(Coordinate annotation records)
◇ ◇ ◇ ◇

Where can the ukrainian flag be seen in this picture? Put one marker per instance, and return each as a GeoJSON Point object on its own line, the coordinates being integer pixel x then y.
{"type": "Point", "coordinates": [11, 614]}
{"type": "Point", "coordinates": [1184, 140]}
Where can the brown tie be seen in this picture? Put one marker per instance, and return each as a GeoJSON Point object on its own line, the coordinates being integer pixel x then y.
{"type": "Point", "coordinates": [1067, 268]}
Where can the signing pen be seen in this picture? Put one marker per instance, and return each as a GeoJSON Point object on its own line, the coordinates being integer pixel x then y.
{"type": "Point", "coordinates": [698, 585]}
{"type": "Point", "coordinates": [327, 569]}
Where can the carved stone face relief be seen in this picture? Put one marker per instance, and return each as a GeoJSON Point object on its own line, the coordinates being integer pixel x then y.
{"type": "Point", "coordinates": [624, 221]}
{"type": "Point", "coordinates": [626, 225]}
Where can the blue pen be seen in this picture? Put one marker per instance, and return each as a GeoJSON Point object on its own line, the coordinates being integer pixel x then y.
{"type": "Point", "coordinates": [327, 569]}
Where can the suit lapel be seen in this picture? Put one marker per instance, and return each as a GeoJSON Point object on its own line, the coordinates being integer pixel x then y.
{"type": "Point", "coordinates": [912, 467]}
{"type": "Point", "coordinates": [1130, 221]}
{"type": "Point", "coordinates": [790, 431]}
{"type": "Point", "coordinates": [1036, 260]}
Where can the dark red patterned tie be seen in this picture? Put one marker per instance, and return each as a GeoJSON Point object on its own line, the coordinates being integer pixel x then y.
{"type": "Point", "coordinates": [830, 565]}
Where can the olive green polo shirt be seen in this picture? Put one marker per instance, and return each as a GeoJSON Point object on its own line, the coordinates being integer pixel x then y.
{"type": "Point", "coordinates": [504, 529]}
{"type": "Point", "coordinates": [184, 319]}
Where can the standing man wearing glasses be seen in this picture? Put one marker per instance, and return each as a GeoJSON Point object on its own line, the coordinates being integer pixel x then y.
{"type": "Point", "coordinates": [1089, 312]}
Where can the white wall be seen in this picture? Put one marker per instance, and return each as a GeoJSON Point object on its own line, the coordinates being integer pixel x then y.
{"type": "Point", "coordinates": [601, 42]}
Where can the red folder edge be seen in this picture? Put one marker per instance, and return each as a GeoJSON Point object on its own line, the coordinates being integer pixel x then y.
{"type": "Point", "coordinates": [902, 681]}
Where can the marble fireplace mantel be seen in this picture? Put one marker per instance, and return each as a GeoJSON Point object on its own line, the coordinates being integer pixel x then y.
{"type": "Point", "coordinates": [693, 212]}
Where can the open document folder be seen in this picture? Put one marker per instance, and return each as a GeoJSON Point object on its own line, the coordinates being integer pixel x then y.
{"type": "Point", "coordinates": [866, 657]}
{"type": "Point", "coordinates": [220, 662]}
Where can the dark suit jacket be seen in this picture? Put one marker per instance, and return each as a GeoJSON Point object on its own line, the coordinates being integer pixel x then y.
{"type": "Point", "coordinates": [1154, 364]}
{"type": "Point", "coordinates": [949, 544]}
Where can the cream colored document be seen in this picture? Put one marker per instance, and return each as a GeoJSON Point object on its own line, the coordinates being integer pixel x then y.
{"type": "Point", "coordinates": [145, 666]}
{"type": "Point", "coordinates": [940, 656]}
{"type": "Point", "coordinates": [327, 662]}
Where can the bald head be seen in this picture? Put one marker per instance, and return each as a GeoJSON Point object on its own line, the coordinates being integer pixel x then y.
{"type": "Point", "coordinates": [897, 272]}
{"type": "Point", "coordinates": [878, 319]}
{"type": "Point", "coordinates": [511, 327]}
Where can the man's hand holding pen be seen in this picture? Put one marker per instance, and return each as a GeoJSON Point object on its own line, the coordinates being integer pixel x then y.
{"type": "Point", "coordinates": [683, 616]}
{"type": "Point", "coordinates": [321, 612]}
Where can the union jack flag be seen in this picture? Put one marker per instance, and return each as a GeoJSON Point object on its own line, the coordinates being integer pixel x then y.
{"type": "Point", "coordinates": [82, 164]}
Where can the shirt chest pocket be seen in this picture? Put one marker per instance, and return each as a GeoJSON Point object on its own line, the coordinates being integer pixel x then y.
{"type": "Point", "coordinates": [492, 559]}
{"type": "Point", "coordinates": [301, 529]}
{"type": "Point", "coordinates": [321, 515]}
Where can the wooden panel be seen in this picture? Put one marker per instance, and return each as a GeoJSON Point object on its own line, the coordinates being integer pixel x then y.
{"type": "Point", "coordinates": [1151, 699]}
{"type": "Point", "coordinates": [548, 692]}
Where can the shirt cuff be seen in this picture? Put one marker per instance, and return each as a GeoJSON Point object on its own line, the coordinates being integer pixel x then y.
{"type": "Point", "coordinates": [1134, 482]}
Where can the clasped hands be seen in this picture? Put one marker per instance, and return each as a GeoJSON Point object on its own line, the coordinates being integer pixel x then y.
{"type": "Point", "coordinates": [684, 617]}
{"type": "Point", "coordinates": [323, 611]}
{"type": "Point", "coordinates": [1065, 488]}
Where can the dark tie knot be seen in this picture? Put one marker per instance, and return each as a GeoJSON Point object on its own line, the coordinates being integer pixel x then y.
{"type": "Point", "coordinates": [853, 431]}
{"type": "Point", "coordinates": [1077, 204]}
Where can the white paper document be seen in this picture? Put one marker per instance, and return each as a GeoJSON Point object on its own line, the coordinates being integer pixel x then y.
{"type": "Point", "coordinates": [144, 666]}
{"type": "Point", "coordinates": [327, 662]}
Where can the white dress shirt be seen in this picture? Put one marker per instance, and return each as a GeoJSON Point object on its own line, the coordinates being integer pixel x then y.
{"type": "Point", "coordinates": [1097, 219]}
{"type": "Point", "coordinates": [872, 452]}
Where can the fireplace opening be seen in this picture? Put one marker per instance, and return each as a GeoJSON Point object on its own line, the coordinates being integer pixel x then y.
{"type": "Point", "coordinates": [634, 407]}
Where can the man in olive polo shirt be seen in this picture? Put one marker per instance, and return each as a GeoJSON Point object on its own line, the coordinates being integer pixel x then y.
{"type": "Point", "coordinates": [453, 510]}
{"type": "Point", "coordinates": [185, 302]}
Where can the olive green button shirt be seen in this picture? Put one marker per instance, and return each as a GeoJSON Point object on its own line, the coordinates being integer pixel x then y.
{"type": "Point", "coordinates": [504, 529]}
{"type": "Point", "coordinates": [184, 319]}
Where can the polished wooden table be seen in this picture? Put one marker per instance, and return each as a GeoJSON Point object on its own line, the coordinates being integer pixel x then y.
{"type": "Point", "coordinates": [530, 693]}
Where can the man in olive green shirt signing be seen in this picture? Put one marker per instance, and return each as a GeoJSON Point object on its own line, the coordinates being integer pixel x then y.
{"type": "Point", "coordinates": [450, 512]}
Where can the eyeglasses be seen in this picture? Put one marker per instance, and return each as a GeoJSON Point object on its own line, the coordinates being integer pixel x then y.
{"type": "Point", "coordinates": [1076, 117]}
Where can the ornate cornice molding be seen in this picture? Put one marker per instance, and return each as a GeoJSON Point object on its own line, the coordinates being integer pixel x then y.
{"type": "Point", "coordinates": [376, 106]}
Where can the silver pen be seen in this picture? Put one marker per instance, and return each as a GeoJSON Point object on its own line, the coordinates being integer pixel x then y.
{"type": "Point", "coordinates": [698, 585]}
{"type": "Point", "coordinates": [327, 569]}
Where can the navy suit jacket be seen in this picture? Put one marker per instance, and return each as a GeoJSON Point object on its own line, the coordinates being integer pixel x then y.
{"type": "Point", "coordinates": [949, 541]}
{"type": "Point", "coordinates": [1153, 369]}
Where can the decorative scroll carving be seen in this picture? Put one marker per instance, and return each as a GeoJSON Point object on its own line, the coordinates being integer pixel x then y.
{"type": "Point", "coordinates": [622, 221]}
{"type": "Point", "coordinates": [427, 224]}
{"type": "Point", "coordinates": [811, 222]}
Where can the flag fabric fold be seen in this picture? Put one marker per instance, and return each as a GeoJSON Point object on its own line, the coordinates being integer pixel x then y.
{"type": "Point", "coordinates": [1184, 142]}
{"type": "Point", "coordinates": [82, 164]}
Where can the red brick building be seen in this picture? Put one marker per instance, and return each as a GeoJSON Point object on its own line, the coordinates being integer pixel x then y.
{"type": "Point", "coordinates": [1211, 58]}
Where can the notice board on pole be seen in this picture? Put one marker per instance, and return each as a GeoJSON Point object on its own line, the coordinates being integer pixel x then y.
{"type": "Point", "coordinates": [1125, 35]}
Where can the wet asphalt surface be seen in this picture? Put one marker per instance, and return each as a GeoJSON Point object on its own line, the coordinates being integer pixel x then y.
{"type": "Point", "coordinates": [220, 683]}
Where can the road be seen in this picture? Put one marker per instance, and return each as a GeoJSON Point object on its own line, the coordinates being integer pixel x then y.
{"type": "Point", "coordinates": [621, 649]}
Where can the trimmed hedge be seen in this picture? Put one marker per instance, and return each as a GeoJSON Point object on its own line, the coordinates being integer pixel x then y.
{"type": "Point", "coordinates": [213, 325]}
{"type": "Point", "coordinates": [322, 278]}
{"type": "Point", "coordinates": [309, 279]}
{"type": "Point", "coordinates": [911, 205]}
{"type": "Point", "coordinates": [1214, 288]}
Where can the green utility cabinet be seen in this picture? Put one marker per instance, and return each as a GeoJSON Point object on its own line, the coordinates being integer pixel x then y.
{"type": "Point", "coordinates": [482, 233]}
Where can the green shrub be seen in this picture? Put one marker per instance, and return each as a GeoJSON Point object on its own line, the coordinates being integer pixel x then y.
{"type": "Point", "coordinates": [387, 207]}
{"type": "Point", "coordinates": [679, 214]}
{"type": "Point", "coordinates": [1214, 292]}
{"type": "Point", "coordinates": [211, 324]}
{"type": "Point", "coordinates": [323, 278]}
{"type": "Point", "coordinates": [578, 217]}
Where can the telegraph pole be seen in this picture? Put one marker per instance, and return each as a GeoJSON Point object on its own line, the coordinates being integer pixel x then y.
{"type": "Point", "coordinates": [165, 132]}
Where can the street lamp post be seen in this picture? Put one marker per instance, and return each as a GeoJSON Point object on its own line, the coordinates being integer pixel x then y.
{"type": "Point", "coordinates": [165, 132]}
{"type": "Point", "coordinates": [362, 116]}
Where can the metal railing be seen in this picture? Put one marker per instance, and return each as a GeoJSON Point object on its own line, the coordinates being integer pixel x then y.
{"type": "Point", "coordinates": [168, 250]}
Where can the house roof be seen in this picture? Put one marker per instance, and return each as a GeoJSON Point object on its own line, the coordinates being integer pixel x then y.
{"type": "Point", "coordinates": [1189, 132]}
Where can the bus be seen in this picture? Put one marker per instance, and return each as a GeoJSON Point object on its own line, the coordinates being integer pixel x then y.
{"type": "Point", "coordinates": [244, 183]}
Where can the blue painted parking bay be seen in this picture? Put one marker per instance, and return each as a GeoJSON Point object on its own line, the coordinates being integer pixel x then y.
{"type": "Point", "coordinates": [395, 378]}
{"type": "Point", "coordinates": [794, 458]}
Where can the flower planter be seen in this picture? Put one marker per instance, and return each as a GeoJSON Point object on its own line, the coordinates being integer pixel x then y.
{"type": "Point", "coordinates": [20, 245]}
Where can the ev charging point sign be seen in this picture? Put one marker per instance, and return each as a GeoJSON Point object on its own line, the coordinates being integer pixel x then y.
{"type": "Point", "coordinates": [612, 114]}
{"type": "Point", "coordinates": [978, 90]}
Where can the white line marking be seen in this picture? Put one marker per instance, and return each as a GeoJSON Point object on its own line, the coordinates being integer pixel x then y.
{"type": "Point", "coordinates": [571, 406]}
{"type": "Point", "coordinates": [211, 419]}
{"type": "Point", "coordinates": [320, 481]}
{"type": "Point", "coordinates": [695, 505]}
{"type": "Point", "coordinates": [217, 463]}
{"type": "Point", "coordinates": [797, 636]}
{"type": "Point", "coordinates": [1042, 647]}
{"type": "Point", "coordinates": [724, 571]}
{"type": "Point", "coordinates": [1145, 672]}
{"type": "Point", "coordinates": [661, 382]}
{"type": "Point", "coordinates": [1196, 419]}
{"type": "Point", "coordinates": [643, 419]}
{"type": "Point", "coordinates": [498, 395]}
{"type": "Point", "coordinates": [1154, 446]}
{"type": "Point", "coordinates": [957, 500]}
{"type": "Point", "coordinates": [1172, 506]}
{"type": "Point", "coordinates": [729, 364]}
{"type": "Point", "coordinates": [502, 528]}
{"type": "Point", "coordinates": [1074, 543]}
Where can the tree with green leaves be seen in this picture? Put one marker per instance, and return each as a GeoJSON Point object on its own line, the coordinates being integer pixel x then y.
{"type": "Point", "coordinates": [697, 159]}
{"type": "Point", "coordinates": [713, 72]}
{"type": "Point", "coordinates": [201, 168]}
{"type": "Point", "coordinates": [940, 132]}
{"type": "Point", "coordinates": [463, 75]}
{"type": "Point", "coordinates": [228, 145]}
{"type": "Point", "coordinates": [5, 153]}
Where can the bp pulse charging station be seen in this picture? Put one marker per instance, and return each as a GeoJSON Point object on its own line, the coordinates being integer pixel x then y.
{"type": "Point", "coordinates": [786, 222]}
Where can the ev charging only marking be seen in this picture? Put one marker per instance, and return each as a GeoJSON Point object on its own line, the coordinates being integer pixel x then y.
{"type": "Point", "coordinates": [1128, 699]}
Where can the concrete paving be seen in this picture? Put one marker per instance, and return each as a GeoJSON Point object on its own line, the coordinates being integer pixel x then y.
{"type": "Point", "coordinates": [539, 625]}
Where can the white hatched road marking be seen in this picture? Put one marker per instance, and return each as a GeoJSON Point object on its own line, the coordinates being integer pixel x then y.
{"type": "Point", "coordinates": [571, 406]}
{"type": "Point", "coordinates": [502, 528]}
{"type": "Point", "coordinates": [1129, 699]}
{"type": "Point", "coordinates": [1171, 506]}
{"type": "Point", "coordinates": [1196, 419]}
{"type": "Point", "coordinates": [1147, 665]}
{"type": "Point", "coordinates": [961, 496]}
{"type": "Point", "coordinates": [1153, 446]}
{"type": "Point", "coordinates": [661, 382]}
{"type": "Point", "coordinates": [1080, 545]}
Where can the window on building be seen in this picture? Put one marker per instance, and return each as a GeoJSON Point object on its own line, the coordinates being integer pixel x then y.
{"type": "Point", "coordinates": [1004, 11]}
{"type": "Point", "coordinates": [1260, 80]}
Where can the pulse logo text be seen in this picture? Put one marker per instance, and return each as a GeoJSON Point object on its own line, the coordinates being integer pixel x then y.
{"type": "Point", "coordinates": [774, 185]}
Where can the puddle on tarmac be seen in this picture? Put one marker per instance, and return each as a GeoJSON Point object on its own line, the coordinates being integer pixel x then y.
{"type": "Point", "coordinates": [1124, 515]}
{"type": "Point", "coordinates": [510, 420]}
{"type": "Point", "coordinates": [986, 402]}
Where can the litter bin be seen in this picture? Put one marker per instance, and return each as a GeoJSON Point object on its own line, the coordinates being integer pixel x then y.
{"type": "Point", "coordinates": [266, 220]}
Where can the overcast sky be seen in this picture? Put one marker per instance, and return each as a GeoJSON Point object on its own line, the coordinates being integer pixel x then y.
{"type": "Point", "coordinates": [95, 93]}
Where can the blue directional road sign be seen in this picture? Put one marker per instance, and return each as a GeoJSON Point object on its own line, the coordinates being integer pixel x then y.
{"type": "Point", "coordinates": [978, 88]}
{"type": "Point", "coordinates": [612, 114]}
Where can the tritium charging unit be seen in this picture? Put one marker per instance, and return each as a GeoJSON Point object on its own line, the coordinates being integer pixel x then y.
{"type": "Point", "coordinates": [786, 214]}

◇ ◇ ◇ ◇

What to work on: Give back the lines of the listing from the one with "Where can the overcast" through the end, both included, exactly as written and with nothing added.

Response to this task:
Where can the overcast sky be seen in this picture? Put one marker per instance, and return each as a GeoJSON Point object on its own line, the coordinates being integer pixel x then y.
{"type": "Point", "coordinates": [95, 93]}
Where can the blue directional road sign be seen in this picture? Put one marker per instance, and return each as a GeoJSON Point object on its own line, the coordinates being integer pixel x then y.
{"type": "Point", "coordinates": [978, 88]}
{"type": "Point", "coordinates": [612, 114]}
Where can the tritium charging unit be seen in this picture? Put one marker per instance, and return each as a GeoJSON Point object on its own line, the coordinates being integer pixel x then y.
{"type": "Point", "coordinates": [786, 214]}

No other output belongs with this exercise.